──────── ПРИВЕДЕННЫЙ ТЕКСТ

«Я не вмещаюсь ни в поэзию, ни в прозу»
Беседа с Еганой Джаббаровой
Егана Джаббарова. Фото: Елена Елизарова
Помогают ли литературные премии автору в обретении большей агентности? Как опыт беженства и жизни в иноязычной среде сказывается на процессе письма? И почему опыт телесности и физической боли остается важнейшей темой для современной литературы? На эти и другие темы с Еганой Джаббаровой, автором прозаической трилогии и ряда поэтических сборников, беседовала Анастасия Рыбицкая.
Все мы начиная с 24 февраля 2022 года оказались перед лицом наступающего варварства, насилия и лжи. В этой ситуации чрезвычайно важно сохранить хотя бы остатки культуры и поддержать ценности гуманизма — в том числе ради будущего России. Поэтому редакция «Горького» продолжит говорить о книгах, напоминая нашим читателям, что в мире остается место мысли и вымыслу.
— Егана, событий в вашей жизни произошло много: Гамбургская премия, перевод книги «Руки женщин моей семьи были не для письма» на английский, жизнь в Германии. Как вы чувствуете себя сейчас?
— В день рождения я с грустью написала в соцсетях, что мои книги не получили никаких премий, и космос меня услышал — вскоре пришла новость о Гамбургской. Печально, что в России книги были совершенно не замечены институционально, получали странную оценку критиков, неадекватную, на мой взгляд. Было ощущение, что, хотя они и получали резонанс, все было через сопротивление, маргинальными путями достигнуто. Я сейчас читаю потрясающую диссертацию Тамар Коплатадзе, посвященную русофонной литературе. Там очень точно подмечено, что, когда в России появилась постколониальная теория, ее стали применять только к канону (к М. Ю. Лермонтову, А. С. Пушкину, Л. Н. Толстому), а этнически нерусские авторы со сложной идентичностью так и оставались в тени. И я, к сожалению, тоже замечаю эту тенденцию. Если автор получает внимание, то он получает его как экзотическая зверюшка. К сожалению, у меня есть подозрение, что пренебрежение к этнически Другому есть внутри системы. И поэтому настолько разный путь у книг внутри страны и за ее пределами.
Судьба текстов разворачивается интенсивно, но моя человеческая жизнь устроена гораздо сложнее, потому что я нахожусь на позиции мигранта, который вынужден учить язык с нуля. В этой двойственности интересно жить: сегодня ты презентуешь книжку, а на следующий день пытаешься найти средства к существованию. Я очень рада, что жизнь этих книг складывается счастливее, чем моя. И мне кажется, так и должно быть.

────────────────
──────── ПРИВЕДЕННЫЕ ЗАПИСИ

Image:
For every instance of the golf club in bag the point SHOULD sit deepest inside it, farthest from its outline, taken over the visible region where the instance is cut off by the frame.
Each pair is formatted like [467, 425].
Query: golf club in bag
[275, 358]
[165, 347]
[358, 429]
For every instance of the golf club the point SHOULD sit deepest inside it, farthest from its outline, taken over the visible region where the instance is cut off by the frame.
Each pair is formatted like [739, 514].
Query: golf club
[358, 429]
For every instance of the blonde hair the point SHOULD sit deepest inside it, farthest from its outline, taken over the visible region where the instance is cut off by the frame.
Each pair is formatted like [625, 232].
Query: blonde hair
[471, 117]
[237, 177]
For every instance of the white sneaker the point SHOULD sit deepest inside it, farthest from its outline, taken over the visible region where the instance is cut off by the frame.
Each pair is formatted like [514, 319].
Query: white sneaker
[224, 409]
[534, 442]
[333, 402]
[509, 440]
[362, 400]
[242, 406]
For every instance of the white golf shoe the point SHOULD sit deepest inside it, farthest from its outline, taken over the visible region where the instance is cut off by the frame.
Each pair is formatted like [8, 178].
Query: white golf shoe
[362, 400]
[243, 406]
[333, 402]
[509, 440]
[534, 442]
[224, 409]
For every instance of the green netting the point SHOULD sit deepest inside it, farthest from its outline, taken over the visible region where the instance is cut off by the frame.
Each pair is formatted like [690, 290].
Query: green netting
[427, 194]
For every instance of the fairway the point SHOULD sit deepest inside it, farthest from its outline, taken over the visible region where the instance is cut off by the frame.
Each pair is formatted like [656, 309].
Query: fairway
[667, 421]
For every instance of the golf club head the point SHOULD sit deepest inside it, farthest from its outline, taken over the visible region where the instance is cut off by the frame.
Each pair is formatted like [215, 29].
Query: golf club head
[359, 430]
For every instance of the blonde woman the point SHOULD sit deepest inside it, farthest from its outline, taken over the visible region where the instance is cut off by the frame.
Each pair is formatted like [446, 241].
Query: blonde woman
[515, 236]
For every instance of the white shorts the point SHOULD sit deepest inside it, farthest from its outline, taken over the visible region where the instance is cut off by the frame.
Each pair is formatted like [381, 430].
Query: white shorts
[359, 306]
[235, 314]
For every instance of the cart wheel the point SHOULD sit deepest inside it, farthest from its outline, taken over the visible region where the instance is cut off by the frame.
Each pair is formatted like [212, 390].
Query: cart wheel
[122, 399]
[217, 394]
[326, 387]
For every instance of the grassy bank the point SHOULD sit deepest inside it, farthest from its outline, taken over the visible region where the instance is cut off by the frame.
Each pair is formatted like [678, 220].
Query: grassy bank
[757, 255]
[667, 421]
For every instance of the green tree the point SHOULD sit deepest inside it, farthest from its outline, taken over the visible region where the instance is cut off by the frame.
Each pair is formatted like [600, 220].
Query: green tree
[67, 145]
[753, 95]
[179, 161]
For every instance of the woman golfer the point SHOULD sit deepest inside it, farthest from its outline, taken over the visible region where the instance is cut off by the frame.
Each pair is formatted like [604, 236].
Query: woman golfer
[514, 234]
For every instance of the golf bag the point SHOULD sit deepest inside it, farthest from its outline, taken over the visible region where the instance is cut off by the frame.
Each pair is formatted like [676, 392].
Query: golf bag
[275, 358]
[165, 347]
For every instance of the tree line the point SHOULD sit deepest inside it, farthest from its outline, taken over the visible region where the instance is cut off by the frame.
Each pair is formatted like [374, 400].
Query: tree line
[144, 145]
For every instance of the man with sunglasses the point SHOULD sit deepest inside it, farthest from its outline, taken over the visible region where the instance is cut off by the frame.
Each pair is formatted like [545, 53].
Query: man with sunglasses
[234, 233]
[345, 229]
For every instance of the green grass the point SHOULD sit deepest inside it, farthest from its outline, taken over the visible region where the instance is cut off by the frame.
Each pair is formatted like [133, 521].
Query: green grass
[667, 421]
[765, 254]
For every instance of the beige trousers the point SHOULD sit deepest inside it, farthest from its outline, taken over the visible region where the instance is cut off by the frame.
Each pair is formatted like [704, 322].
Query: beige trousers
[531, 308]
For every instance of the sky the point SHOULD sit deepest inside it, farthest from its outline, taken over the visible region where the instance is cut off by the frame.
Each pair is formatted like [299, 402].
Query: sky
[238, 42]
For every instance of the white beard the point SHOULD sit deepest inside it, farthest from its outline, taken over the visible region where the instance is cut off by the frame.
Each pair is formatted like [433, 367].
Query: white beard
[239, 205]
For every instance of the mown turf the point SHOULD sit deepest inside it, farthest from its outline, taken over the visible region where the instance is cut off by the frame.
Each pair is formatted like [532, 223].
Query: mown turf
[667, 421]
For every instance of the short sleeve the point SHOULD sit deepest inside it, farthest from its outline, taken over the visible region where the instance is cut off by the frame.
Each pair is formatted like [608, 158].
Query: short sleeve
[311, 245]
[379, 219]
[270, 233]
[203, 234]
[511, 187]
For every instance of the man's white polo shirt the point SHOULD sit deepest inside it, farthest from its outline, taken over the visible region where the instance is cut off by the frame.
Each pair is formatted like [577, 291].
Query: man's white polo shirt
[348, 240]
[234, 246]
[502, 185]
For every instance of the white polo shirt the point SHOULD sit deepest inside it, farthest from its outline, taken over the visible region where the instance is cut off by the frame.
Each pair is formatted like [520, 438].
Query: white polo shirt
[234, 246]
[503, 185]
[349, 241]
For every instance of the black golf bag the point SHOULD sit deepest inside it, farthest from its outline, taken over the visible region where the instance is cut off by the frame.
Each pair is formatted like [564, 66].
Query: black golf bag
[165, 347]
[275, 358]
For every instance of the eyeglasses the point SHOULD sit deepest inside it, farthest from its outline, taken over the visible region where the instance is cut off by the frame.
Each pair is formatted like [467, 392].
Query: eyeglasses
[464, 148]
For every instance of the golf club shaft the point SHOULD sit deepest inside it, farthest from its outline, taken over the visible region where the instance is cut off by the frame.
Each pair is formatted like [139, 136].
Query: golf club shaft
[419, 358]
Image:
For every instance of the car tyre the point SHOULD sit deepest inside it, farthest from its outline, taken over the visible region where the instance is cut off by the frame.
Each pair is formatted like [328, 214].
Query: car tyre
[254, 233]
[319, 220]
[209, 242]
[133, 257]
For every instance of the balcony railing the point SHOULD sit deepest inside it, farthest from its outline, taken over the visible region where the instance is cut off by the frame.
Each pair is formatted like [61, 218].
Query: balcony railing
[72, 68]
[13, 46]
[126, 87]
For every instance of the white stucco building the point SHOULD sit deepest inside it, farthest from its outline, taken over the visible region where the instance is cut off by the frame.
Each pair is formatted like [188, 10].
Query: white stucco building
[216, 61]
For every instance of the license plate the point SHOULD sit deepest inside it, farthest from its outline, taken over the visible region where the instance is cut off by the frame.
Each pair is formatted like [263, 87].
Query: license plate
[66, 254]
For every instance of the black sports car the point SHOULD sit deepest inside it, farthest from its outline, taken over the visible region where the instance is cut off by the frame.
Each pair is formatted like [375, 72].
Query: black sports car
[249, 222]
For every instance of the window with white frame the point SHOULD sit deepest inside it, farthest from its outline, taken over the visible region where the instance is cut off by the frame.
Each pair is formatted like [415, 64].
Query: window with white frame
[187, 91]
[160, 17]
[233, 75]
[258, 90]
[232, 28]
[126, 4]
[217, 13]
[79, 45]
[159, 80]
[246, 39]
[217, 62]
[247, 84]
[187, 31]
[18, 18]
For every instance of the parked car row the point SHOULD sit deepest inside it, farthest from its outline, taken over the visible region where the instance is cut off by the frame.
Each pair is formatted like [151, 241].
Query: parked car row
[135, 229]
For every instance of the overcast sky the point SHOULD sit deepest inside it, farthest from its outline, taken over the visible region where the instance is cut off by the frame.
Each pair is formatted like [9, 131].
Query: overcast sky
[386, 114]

────────────────

## [ЗАДАНИЯ]
a - Перечислите всех людей, названных по имени в беседе с Еганой Джаббаровой.
b - Переведите на английский язык предложение из беседы с Еганой Джаббаровой: «Я очень рада, что жизнь этих книг складывается счастливее, чем моя».
c - Продолжите беседу с Еганой Джаббаровой, начав сразу после последней приведенной реплики.
Записи здесь никакой роли не играют.

## [ОТВЕТЫ]
a - Егана Джаббарова, Елена Елизарова, Анастасия Рыбицкая, Тамар Коплатадзе, М. Ю. Лермонтов, А. С. Пушкин, Л. Н. Толстой

b - I am very glad that the life of these books is turning out happier than mine.

c -
Премии дают гораздо большую агентность и видимость. И я говорю «к сожалению», потому что мне всегда казался странным и иногда несправедливым механизм любой премии, мне кажется, что она все равно как институциональная вещь не может охватить всего. Она всегда включает вещи, которые очень прочно связаны с социально-политическим контекстом. И из-за этого иногда премию получает не самый талантливый, а тот, кто написал книжку в очень удачный момент, например. Это первый случай за все время существования Гамбургской премии, когда она вручается за переводную, а не за немецкоязычную книгу, что тоже удивительно. Хоть меня и приглашают на литературные мероприятия, без хорошего немецкого языка невозможно хорошо интегрироваться. Недавно я впервые выступала, говоря только на немецком, и это было ужасно: в голове ветвящийся сад из русского, сложные предложения, невероятные и умнейшие ответы, а вслух говоришь как пятилетний ребенок. Так что мой немецкий язык должен дорасти, он, так сказать, еще в детском саду. И вот я не знаю пока, когда он закончит школу.
— Расскажите, пожалуйста, про Бразилию, как вообще получилась эта поездка?
— Это какая-то магия! Бразилия, как и Тайвань, стала одной из моих самых любимых стран. Когда я оказалась в Германии, мы жили в ужасных бытовых условиях, все было невыносимо. И тут мне начинают писать мои знакомые, люди, с которыми я очень давно не общалась, и сообщают, что меня ищет какая-то женщина из Бразилии, пишет во все поэтические паблики. Оказалось, что это была Мария Врагова, вместе с Луисом Густаво Карвальо они делают издательство Ars et Vita и фестиваль Artes Vertentes. В тот год темой фестиваля была инаковость, и Мария с Густаво хотели привезти на него меня. Она сидит на другом конце земли и случайно читает мое стихотворение. Оно ей нравится, и она начинает читать все, что нашла в интернете. Во время разговора я рассказала ей про рукопись четвертой книги «Rus Bala», которую Мария совместно с Приской Агустони перевели в четыре руки за два месяца. Эта книга не вышла в России, но вышла в Бразилии.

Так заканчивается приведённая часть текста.